**ACTIVITY**
Print out the data below in full, exactly as written.

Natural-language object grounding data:
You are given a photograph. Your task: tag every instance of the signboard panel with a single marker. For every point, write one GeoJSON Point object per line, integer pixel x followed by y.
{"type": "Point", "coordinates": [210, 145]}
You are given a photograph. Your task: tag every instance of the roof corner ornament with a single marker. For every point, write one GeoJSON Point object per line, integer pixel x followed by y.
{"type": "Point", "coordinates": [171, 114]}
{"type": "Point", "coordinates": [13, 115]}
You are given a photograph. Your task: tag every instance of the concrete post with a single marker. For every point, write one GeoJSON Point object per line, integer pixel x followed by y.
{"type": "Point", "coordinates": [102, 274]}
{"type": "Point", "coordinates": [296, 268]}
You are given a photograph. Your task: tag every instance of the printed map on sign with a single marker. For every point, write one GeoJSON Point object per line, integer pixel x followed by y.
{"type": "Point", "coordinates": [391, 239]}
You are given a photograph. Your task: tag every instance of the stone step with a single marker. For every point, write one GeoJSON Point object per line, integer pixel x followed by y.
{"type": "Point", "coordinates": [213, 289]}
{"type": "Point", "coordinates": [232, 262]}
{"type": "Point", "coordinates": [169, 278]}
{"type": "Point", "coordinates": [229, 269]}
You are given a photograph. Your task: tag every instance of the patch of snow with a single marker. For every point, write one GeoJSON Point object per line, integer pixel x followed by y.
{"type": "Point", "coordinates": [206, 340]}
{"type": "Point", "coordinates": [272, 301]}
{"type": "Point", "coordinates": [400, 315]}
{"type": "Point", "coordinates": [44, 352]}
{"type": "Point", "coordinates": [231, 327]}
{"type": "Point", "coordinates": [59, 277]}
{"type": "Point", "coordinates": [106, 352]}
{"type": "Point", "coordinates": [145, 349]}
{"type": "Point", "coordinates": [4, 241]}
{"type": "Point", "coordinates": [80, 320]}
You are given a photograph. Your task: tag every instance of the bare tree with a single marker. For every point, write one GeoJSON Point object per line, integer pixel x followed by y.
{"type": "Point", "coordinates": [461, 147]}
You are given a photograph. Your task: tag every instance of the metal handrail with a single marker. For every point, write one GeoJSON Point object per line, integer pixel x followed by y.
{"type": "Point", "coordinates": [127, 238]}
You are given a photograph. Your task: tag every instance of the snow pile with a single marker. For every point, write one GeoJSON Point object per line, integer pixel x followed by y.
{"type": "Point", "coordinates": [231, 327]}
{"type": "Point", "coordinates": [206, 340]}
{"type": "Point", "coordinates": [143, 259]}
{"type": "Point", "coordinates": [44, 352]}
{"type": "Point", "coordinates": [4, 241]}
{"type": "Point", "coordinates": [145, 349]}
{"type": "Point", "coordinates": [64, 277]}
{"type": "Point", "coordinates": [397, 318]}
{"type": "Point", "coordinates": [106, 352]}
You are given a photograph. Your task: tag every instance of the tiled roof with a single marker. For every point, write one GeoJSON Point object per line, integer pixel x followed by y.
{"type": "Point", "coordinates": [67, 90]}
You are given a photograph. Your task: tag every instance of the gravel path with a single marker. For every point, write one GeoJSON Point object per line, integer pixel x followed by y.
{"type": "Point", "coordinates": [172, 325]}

**RESULT OF THE EXERCISE**
You are given a photograph. Your task: tag every instance of the signboard panel with a single marker. For every point, write one GeoJSON Point object per line, integer pixel x followed by y.
{"type": "Point", "coordinates": [210, 145]}
You are given a photograph. Your task: tag every instance of the roof corner ornament with a single marker. For every point, write one GeoJSON Point object per line, integer pixel x followed by y.
{"type": "Point", "coordinates": [171, 114]}
{"type": "Point", "coordinates": [13, 115]}
You are given a photograph. Your task: tag every instance of the concrete post with a single marker. For every point, write one GeoJSON Point object per line, integer pixel x followed by y.
{"type": "Point", "coordinates": [102, 274]}
{"type": "Point", "coordinates": [296, 268]}
You are given a photograph. Your task: tag every instance of the printed map on sign with a single marker. For every point, write one GeoJSON Point object per line, integer pixel x followed by y.
{"type": "Point", "coordinates": [391, 239]}
You are given a photograph. Your task: tag every instance of the stone step with a single marker. For every point, write one GeoJSON Point object per line, integer pixel x followed by y.
{"type": "Point", "coordinates": [213, 289]}
{"type": "Point", "coordinates": [232, 262]}
{"type": "Point", "coordinates": [169, 278]}
{"type": "Point", "coordinates": [229, 269]}
You are given a photograph. Your task: tag every instance of the patch of snow with a single marker. For every point, write one GeoJSON Point object per line, integer pixel x followed by y.
{"type": "Point", "coordinates": [206, 340]}
{"type": "Point", "coordinates": [272, 301]}
{"type": "Point", "coordinates": [400, 315]}
{"type": "Point", "coordinates": [44, 352]}
{"type": "Point", "coordinates": [231, 327]}
{"type": "Point", "coordinates": [59, 277]}
{"type": "Point", "coordinates": [106, 352]}
{"type": "Point", "coordinates": [145, 349]}
{"type": "Point", "coordinates": [4, 241]}
{"type": "Point", "coordinates": [80, 320]}
You are given a photograph. Your task: tag every instance of the bare tree with a single marker. For every point, write one GeoJSON Point object per line, integer pixel x followed by y.
{"type": "Point", "coordinates": [461, 147]}
You are given a photograph. Your task: tag every instance of the metal handrail with a single marker. For every point, write one GeoJSON Point object per line, integer pixel x followed by y.
{"type": "Point", "coordinates": [127, 238]}
You are given a photograph. Your task: tag every instance of the snow pile with a single marker. For every point, write one GeoJSON Point object per line, integer pixel x followed by y.
{"type": "Point", "coordinates": [231, 327]}
{"type": "Point", "coordinates": [206, 340]}
{"type": "Point", "coordinates": [143, 259]}
{"type": "Point", "coordinates": [44, 352]}
{"type": "Point", "coordinates": [4, 241]}
{"type": "Point", "coordinates": [145, 349]}
{"type": "Point", "coordinates": [64, 277]}
{"type": "Point", "coordinates": [397, 318]}
{"type": "Point", "coordinates": [106, 352]}
You are given a photograph. Your task: tag every instance of the tiled roof with a single marker. For every point, write one GeoJSON Point object per line, integer pixel x followed by y.
{"type": "Point", "coordinates": [67, 90]}
You are given a photograph. Your task: tag every instance of the gravel path with a single marker. For every point, write one GeoJSON Point object per line, integer pixel x followed by y.
{"type": "Point", "coordinates": [172, 325]}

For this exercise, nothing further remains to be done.